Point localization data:
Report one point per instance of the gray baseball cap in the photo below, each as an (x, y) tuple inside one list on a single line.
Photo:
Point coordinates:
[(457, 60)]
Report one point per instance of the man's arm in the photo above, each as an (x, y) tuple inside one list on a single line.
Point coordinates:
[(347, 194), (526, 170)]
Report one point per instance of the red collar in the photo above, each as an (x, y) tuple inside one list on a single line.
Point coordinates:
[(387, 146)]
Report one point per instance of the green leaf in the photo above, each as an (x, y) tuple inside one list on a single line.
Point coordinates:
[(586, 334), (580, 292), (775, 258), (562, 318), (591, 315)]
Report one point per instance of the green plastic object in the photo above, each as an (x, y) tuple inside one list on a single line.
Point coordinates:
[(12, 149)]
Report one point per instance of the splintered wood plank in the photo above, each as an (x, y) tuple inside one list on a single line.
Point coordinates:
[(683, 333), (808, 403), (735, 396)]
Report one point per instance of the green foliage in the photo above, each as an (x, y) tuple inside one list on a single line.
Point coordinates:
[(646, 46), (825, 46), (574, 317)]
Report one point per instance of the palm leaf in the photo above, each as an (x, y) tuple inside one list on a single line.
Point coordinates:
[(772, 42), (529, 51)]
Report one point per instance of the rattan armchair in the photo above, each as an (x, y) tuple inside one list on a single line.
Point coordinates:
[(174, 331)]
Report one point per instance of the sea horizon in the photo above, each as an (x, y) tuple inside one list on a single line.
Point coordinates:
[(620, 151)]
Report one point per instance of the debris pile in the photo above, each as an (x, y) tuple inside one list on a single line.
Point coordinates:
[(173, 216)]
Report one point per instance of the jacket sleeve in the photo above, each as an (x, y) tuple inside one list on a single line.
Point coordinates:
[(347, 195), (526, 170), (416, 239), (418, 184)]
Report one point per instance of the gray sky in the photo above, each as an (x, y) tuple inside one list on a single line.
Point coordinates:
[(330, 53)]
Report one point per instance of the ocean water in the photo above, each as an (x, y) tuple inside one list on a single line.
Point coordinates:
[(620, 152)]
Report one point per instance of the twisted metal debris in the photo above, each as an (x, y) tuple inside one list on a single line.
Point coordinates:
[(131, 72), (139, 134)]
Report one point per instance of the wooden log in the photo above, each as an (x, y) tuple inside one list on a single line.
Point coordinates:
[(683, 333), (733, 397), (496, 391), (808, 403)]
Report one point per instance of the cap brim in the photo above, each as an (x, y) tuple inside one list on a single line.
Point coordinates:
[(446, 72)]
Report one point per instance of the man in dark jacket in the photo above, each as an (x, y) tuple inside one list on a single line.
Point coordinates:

Problem to work on: Wherever a line in the data above contains the word "debris", copy that line.

Response to the exercise:
Report one point per instance of the debris pile in the photo above, each as an (x, y) tuple inside one list on a single line.
Report one point per instance of the twisted metal debris in the photo above, each as an (x, y) tuple inside one list on a single line.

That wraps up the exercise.